Wednesday, March 30, 2011


Stephanie Schneiderman is a busy lady. She has always been a busy gal. She has six albums out in the world, has done some acting and coordinated a benefit series. She is also very talented. As one of the local musicians considered to play at the 1999 Lilith Fair, she was selected to represent Portland at the event. She has a vibrant solo career and has also hooked up with two other talent women - McKinley & Lara Michell - to form the group, Dirty Martini. I managed to get an email to Stephanie recently and she promptly responded. Please meet, Stephanie Schneiderman!

How long have you lived in the Portland area?
I'm home grown and when you're from here it's always interesting to see everyone's reaction to Portland. Sometimes it's easy to take for granted what you're used to but we're really living in a bubble of a town full of independent artists and progressive politics.

Give us a brief history of your band/project:
I've put out 5 albums on my own. and 2 with dirty martini. I've also produced soundtracks/cd's for a children's video series. a couple years ago I organized a humanitarian concert series involving 35 artists/bands over 10 nights. The money went to Mercy Corps and the communities they work with in Northern Uganda. Now I've been working with producer/dj Keith Schreiner. We put out Dangerous Fruit a couple years ago which was a big departure for me. Now we're about to release a new one called Rubber Teardrop which goes even further down the path of electronic and trip-hop.

What’s the first song you ever learned to play?
Hard for me to remember. I think it was Helplessly Hoping.

What’s your favorite local venue to play? To see other bands?
I love Jimmy Maks - love the people there. And, Alberta Rose Theatre is turning out to be an incredible venue too.

Speaking of other bands, who do you like on the Portland music scene?
So many bands and songwriters it's hard to mention but a couple of favorites are Climber and singer-songwriter, Pete Krebs.

Tell us about a recent “Only in Portland” moment you might have had.

[Collected data entries]
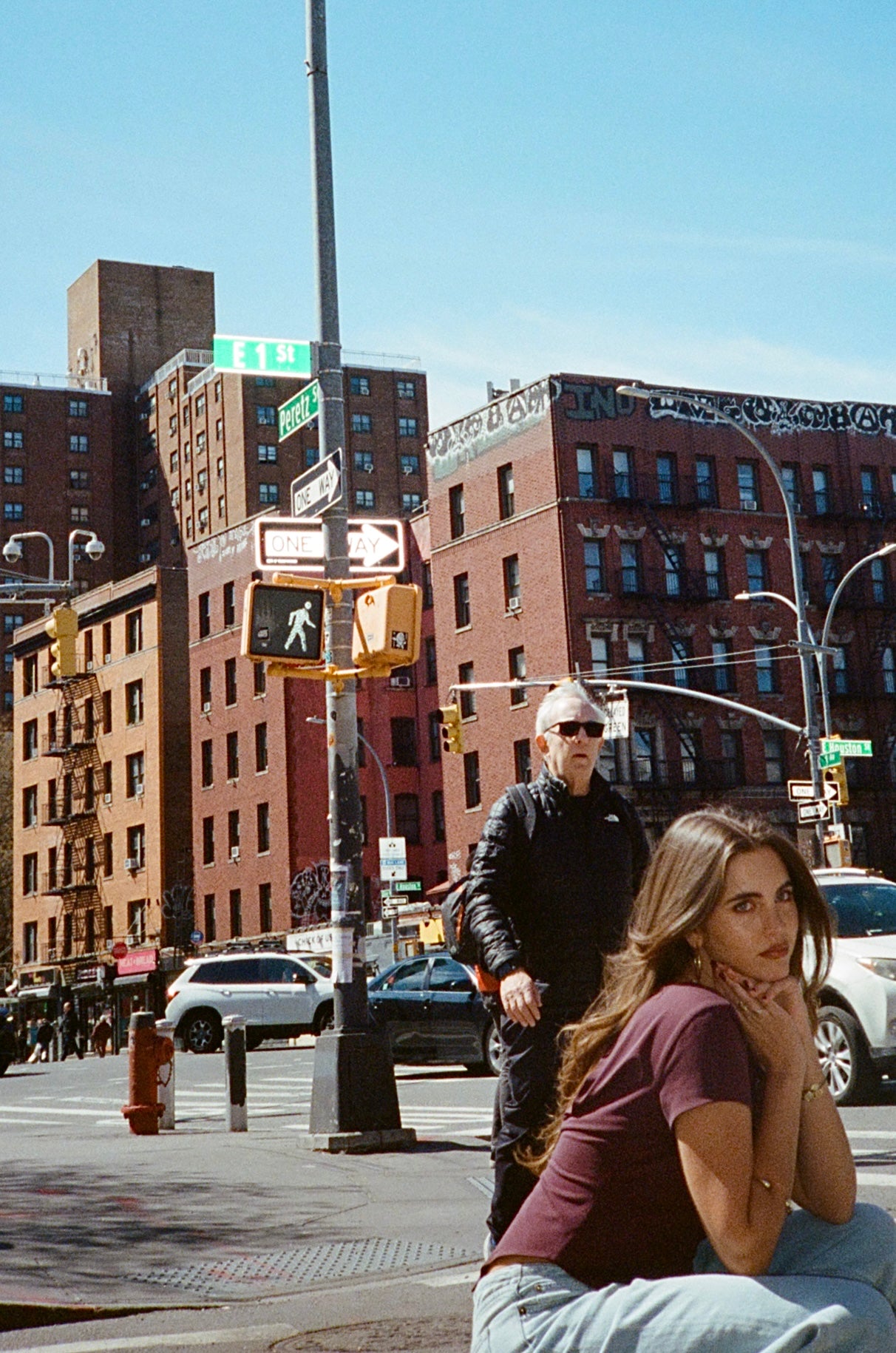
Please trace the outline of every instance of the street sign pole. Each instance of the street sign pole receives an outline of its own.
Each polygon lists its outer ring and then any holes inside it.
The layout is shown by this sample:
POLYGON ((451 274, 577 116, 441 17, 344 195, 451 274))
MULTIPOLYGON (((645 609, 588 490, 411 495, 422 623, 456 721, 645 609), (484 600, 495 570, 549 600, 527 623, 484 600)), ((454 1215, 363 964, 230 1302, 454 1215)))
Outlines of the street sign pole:
MULTIPOLYGON (((306 0, 311 123, 311 200, 318 311, 321 459, 345 445, 342 356, 336 280, 336 218, 326 70, 326 0, 306 0)), ((342 476, 345 465, 341 467, 342 476)), ((322 514, 323 574, 348 578, 345 494, 322 514)), ((328 597, 325 658, 352 666, 351 591, 328 597)), ((356 683, 326 682, 326 744, 330 823, 330 909, 333 925, 334 1027, 314 1049, 310 1132, 321 1150, 384 1150, 413 1143, 402 1131, 388 1047, 368 1019, 364 971, 361 805, 357 789, 356 683), (351 943, 351 948, 349 948, 351 943)))

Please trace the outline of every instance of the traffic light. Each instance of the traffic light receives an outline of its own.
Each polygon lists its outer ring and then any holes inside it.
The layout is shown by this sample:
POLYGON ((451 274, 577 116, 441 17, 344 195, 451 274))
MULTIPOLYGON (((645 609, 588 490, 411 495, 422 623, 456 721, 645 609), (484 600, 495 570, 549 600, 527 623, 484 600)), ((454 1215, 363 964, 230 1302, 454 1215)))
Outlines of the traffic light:
POLYGON ((252 582, 242 613, 244 658, 317 667, 323 653, 323 593, 317 587, 252 582))
POLYGON ((846 766, 843 762, 841 762, 839 766, 828 766, 822 771, 822 778, 830 781, 832 785, 836 785, 839 797, 834 800, 835 804, 849 804, 850 790, 846 783, 846 766))
POLYGON ((463 727, 460 724, 460 706, 443 705, 441 714, 441 746, 447 752, 463 751, 463 727))
POLYGON ((77 612, 57 606, 43 626, 50 636, 50 676, 62 681, 77 675, 77 612))
POLYGON ((386 583, 360 593, 355 603, 352 662, 386 675, 420 656, 422 593, 414 583, 386 583), (376 671, 379 668, 379 671, 376 671))

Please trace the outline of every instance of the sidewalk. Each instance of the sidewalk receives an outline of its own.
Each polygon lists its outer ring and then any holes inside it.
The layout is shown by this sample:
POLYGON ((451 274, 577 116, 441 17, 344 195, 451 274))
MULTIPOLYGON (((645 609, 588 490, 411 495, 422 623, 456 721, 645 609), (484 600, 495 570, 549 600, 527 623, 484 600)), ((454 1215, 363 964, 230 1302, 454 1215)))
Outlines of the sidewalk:
MULTIPOLYGON (((91 1308, 157 1314, 22 1329, 0 1348, 102 1348, 135 1321, 171 1329, 179 1308, 184 1338, 199 1312, 203 1329, 211 1310, 222 1329, 241 1312, 252 1342, 230 1348, 466 1353, 489 1188, 487 1143, 470 1139, 325 1155, 283 1120, 154 1138, 122 1122, 51 1142, 27 1123, 4 1127, 0 1330, 45 1323, 28 1307, 77 1308, 45 1312, 66 1321, 91 1308), (257 1342, 265 1326, 277 1333, 257 1342), (359 1329, 334 1335, 342 1326, 359 1329), (309 1342, 314 1330, 325 1333, 309 1342)), ((164 1346, 157 1338, 146 1346, 164 1346)))

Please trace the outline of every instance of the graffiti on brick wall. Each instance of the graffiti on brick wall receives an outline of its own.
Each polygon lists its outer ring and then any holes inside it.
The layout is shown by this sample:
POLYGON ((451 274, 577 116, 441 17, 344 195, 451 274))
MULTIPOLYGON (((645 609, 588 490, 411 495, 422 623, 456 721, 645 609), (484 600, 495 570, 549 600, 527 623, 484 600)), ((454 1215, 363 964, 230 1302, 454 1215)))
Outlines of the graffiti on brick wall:
MULTIPOLYGON (((771 436, 793 432, 851 432, 866 437, 882 433, 896 438, 896 405, 834 403, 808 399, 773 399, 767 395, 701 395, 738 422, 761 428, 771 436)), ((713 423, 712 410, 688 398, 656 395, 647 402, 651 418, 713 423)))
POLYGON ((433 479, 444 479, 468 460, 478 460, 518 432, 535 428, 547 415, 550 379, 514 390, 467 418, 439 428, 429 437, 426 463, 433 479))
POLYGON ((319 859, 292 877, 290 919, 294 928, 323 925, 330 919, 330 866, 319 859))

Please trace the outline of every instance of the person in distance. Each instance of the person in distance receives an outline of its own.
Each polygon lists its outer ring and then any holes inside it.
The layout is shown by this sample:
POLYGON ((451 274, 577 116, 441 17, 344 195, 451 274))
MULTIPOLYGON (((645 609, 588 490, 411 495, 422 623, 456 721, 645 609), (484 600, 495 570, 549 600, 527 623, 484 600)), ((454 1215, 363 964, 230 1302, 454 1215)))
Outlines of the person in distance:
POLYGON ((671 824, 567 1031, 472 1353, 896 1349, 896 1223, 855 1203, 815 1050, 830 955, 792 842, 723 809, 671 824))

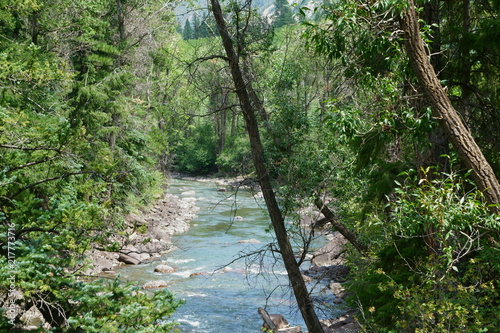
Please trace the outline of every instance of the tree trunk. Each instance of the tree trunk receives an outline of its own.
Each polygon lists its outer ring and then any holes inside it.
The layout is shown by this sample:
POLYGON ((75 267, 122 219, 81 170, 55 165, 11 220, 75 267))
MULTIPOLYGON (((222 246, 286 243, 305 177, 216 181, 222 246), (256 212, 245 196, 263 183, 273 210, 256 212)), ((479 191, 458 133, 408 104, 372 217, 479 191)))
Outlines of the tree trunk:
POLYGON ((281 256, 283 258, 285 268, 288 273, 288 278, 292 286, 299 310, 304 318, 309 332, 322 333, 323 328, 314 311, 313 303, 309 297, 309 292, 302 279, 300 268, 295 260, 288 233, 285 228, 285 222, 281 214, 281 210, 276 201, 276 197, 271 185, 271 180, 266 168, 263 147, 260 140, 259 126, 255 114, 254 106, 252 104, 250 94, 245 84, 243 73, 239 65, 239 57, 236 54, 233 46, 233 40, 229 35, 226 27, 222 10, 218 0, 211 0, 212 12, 217 22, 217 27, 220 32, 222 43, 229 59, 229 66, 231 69, 231 76, 235 85, 235 90, 241 104, 241 109, 245 123, 247 125, 248 135, 250 139, 250 146, 252 149, 252 158, 254 161, 257 177, 260 187, 267 205, 267 210, 271 218, 271 222, 278 240, 281 256))
POLYGON ((335 214, 323 203, 320 198, 316 198, 314 204, 325 216, 323 220, 316 222, 314 225, 315 228, 319 228, 330 222, 332 226, 340 232, 342 236, 344 236, 345 239, 347 239, 360 253, 366 254, 368 252, 368 247, 365 244, 360 243, 356 235, 339 222, 337 216, 335 216, 335 214))
POLYGON ((481 149, 451 104, 429 61, 420 37, 420 27, 413 0, 409 0, 409 7, 404 12, 402 25, 406 33, 405 46, 410 62, 432 107, 434 117, 439 121, 465 166, 472 170, 474 181, 484 194, 491 211, 498 213, 500 184, 481 149))

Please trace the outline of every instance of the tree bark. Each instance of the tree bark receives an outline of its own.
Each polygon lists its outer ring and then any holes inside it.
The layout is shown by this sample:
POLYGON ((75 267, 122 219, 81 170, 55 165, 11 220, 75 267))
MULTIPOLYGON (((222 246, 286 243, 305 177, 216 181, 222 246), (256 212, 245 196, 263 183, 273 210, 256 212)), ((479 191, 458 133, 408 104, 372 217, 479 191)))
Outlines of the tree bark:
POLYGON ((428 98, 434 117, 439 121, 465 166, 472 170, 474 181, 484 194, 491 211, 498 213, 500 184, 481 149, 451 104, 429 61, 420 36, 420 27, 413 0, 409 0, 409 6, 404 11, 402 26, 406 33, 405 47, 410 63, 428 98))
POLYGON ((292 286, 297 305, 304 318, 309 332, 322 333, 323 328, 314 311, 313 303, 309 297, 309 292, 302 279, 300 268, 295 260, 292 246, 285 228, 285 222, 281 214, 281 210, 276 201, 276 197, 271 185, 271 180, 264 160, 263 147, 260 139, 259 125, 254 110, 254 105, 251 101, 247 85, 244 80, 243 72, 239 64, 239 56, 236 54, 233 40, 229 35, 226 27, 222 10, 218 0, 211 0, 212 12, 217 22, 217 27, 229 59, 229 66, 231 76, 234 82, 236 94, 240 101, 243 117, 247 125, 248 136, 250 139, 250 146, 252 150, 252 158, 257 172, 262 194, 267 205, 267 210, 271 218, 271 223, 276 234, 276 239, 280 248, 281 256, 283 258, 285 268, 288 273, 288 278, 292 286))

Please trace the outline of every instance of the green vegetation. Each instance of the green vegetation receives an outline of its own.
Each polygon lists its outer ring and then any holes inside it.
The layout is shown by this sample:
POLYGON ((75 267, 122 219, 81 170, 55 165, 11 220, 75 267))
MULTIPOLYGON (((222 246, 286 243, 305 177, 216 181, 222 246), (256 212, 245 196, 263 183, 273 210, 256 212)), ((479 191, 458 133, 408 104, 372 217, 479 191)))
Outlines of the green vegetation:
MULTIPOLYGON (((498 179, 500 7, 419 4, 433 70, 498 179)), ((300 23, 275 7, 224 15, 283 214, 321 198, 368 248, 348 249, 367 331, 498 331, 499 202, 424 95, 408 2, 325 1, 300 23)), ((123 216, 171 171, 256 176, 213 15, 174 20, 153 0, 0 0, 0 300, 15 280, 17 313, 36 305, 54 332, 173 330, 179 301, 84 276, 86 252, 119 249, 123 216)), ((8 304, 3 330, 20 327, 8 304)))

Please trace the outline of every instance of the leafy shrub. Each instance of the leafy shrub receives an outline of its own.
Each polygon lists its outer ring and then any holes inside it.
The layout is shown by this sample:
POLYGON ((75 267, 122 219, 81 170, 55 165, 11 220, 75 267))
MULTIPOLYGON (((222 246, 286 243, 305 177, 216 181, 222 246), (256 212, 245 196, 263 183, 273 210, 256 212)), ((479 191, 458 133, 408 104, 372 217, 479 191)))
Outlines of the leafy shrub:
POLYGON ((378 223, 389 237, 358 269, 351 302, 373 331, 493 332, 499 218, 456 174, 421 171, 398 184, 389 218, 378 223))
POLYGON ((216 170, 216 141, 213 126, 196 125, 176 150, 175 167, 188 174, 208 174, 216 170))

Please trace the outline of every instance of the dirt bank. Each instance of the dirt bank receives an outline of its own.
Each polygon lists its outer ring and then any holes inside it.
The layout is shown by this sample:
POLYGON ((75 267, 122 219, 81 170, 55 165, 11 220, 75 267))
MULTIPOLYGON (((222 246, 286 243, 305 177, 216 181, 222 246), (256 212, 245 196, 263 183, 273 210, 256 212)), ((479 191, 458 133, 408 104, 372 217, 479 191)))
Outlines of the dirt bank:
POLYGON ((195 199, 166 194, 153 207, 125 217, 125 230, 113 236, 112 242, 121 244, 117 252, 94 248, 87 252, 91 260, 89 275, 114 274, 114 268, 124 264, 137 265, 159 259, 174 250, 171 236, 189 229, 196 216, 195 199))

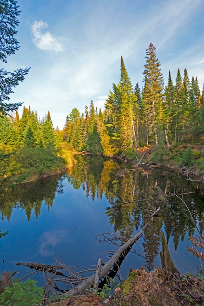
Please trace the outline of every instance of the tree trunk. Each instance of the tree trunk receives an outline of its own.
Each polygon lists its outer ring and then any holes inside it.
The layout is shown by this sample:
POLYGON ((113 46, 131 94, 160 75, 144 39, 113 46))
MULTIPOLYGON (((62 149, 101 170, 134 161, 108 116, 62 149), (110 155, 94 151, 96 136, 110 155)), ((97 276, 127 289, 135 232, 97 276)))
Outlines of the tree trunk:
POLYGON ((167 145, 167 147, 168 149, 169 149, 171 146, 169 144, 169 137, 168 137, 167 130, 164 130, 165 131, 165 138, 166 138, 166 144, 167 145))
MULTIPOLYGON (((150 216, 150 218, 152 219, 152 217, 156 215, 160 210, 159 207, 156 210, 153 214, 150 216)), ((150 220, 150 221, 151 220, 150 220)), ((124 252, 125 252, 127 249, 132 247, 135 242, 139 239, 142 235, 146 228, 149 225, 150 221, 146 223, 142 227, 140 231, 136 234, 134 237, 130 239, 127 242, 122 245, 120 248, 115 253, 110 260, 107 262, 101 268, 101 273, 100 274, 100 279, 103 278, 107 274, 108 271, 111 269, 111 267, 114 265, 115 262, 118 259, 124 252)), ((95 277, 95 273, 90 276, 89 278, 85 280, 81 284, 76 287, 71 289, 65 295, 68 295, 69 296, 76 296, 83 294, 85 290, 89 288, 90 285, 93 285, 94 284, 95 277)))

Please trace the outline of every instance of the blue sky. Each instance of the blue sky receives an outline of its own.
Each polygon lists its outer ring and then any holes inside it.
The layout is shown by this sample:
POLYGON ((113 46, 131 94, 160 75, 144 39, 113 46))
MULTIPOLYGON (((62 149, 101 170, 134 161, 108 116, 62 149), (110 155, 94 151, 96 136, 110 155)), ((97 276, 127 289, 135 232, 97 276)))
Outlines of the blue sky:
MULTIPOLYGON (((104 109, 117 83, 120 57, 135 87, 143 86, 145 51, 151 42, 164 83, 170 70, 204 82, 203 0, 19 0, 21 47, 6 68, 31 67, 10 96, 42 119, 49 110, 62 129, 74 108, 91 100, 104 109)), ((2 63, 1 63, 2 64, 2 63)), ((3 65, 2 65, 3 66, 3 65)), ((20 116, 23 107, 19 109, 20 116)))

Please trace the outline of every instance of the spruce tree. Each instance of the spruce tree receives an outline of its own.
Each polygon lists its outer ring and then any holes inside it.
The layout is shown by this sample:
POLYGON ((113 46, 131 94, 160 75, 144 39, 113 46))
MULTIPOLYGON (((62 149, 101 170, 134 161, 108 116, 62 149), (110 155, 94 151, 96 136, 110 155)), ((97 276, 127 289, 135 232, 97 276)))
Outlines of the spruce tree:
POLYGON ((175 142, 183 140, 184 125, 186 114, 186 96, 180 70, 179 68, 176 78, 175 99, 172 108, 172 130, 175 142))
POLYGON ((164 102, 164 121, 166 133, 168 134, 168 137, 170 136, 170 138, 172 134, 172 116, 173 114, 173 106, 175 102, 175 87, 173 84, 171 72, 169 71, 168 84, 167 86, 166 86, 164 91, 165 100, 164 102))
POLYGON ((158 132, 161 129, 160 118, 162 116, 163 76, 160 68, 160 64, 156 56, 156 49, 151 43, 146 50, 146 64, 143 72, 145 82, 142 98, 148 113, 149 123, 148 132, 154 133, 155 143, 158 144, 158 132), (159 122, 160 121, 160 122, 159 122))
MULTIPOLYGON (((1 0, 0 2, 0 61, 7 63, 7 58, 15 54, 19 48, 19 43, 15 38, 19 22, 17 17, 20 11, 16 0, 1 0)), ((13 72, 0 69, 0 114, 8 114, 16 110, 22 103, 8 103, 9 95, 13 88, 23 81, 29 69, 22 68, 13 72)))
POLYGON ((136 97, 122 56, 120 69, 120 133, 122 152, 127 153, 133 152, 134 148, 136 151, 137 148, 134 111, 136 97))

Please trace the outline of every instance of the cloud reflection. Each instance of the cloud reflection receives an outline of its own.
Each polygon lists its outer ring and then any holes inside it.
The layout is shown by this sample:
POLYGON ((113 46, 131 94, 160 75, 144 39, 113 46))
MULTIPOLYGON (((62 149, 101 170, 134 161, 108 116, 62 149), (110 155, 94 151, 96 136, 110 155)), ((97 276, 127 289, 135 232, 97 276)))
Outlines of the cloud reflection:
POLYGON ((42 256, 47 257, 53 255, 55 248, 64 238, 66 233, 64 230, 66 229, 49 231, 41 236, 39 239, 39 253, 42 256))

▶ Task to carry out: Return the interview with Stephanie Schneiderman word for word, from "Hard for me" down to "might have had.".

▶ Answer section:
Hard for me to remember. I think it was Helplessly Hoping.

What’s your favorite local venue to play? To see other bands?
I love Jimmy Maks - love the people there. And, Alberta Rose Theatre is turning out to be an incredible venue too.

Speaking of other bands, who do you like on the Portland music scene?
So many bands and songwriters it's hard to mention but a couple of favorites are Climber and singer-songwriter, Pete Krebs.

Tell us about a recent “Only in Portland” moment you might have had.